→ **The request**
Answer these from the DmC: Devil May Cry review:
1. In what year did the game franchise start?
2. Which studio did Capcom give the reins to?
3. Who is the leader of the "Order"?

→ **Source document**
BADGP Reviews: DMC: Devil May Cry
Reviewed by Derek Buzan
For a game franchise that started back in 2001, Dante is back and ready to cut loose in his new rebooted title. With Capcom giving the reins to Ninja Theory, they have revamped the world to give a fresh new look and feel to the already loved arrogant demon slayer.
In DmC the player gets to play as the character Dante. Right off the bat, the player can tell that Dante has no recollection of his past or even what he is, and is soon approached by demons and hunters that want to kill him while at the same time dragging him into Limbo. Limbo is not a black and white world, but a form of hell where only demons inhabit and cannot harm the real world. This plays as a double-edged sword for Dante, for he can fight demons but cannot do anything to help in the real world. To help with this problem Dante meets up with a girl named Kat, who has “wicken” powers. She is able to make portals in rifts, the areas where Limbo and the real world meet, which in turns helps Dante travel to and from Limbo. She is also an assistant to the leader of the “Order”, which you will find out later is your brother Virgil. Virgil has created this order to kill demons and help free humans from the wicked antagonist, Mundus. Mundus is an evil god and has been in Dante’s life before, but plans to rule the world with humans being enslaved to his will. I don’t want to ruin any bit of the great story but Dante, but you will find out why Dante hates Mundus with a fiery passion. After finding out who he is, Dante goes on a crash course to find and kill Mundus, while finding new weapons on the way.

→ **Data entries**
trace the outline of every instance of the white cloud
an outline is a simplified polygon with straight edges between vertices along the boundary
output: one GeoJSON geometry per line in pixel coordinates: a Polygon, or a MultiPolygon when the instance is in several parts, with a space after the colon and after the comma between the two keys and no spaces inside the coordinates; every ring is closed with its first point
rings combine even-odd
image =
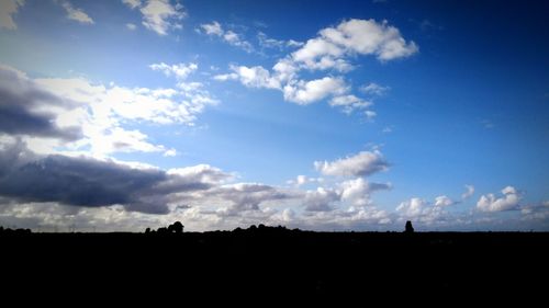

→ **Worked answer**
1. 2001
2. Ninja Theory
3. Virgil, Dante's brother